• [Arbeitsanweisung]: Welche Zeilen der Einträge unten enthalten das Wort „riverbank“? Such sie heraus und schreib jede davon vollständig ab.

• [Gegebene Daten]:

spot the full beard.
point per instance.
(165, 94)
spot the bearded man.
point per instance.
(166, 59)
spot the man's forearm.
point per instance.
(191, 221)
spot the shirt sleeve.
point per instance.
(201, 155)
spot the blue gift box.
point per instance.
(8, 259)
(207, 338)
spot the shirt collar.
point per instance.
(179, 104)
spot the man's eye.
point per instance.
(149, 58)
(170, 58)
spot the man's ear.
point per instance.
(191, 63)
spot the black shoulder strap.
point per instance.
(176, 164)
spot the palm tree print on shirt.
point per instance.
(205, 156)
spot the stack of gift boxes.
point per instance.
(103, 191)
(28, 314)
---
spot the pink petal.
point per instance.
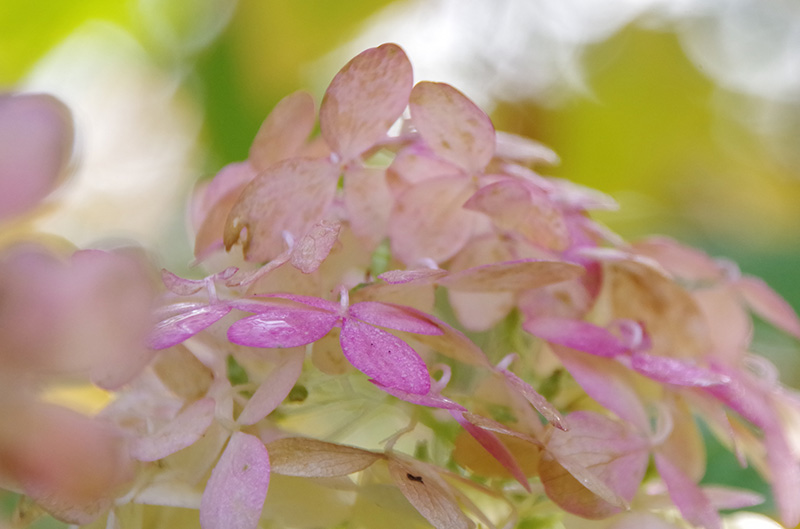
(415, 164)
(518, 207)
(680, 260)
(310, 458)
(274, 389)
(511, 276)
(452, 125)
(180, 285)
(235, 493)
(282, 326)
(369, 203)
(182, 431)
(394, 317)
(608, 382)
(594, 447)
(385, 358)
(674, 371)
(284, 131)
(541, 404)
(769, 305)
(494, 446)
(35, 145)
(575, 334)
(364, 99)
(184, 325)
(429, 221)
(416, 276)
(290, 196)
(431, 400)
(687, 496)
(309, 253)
* * *
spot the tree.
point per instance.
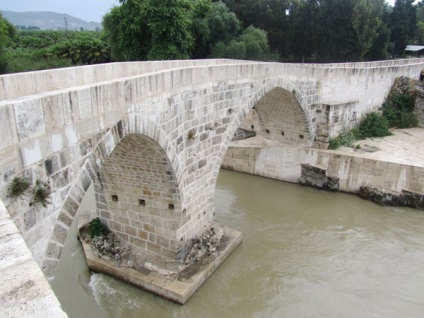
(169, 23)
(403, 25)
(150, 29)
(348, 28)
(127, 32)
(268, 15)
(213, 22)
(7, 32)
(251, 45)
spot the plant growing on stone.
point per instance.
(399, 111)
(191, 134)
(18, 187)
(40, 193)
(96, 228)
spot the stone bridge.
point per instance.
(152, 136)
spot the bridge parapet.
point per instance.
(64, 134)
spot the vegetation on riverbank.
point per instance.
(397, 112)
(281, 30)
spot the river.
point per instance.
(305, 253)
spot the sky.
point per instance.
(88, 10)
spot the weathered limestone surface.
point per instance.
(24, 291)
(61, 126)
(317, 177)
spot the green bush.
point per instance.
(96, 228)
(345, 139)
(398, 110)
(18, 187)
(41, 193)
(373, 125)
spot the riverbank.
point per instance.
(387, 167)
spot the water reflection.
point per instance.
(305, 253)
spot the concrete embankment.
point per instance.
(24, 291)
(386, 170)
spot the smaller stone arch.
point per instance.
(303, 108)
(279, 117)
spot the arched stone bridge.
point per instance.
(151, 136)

• [Ergebnis]:
spot the vegetation on riverbank.
spot the riverbank.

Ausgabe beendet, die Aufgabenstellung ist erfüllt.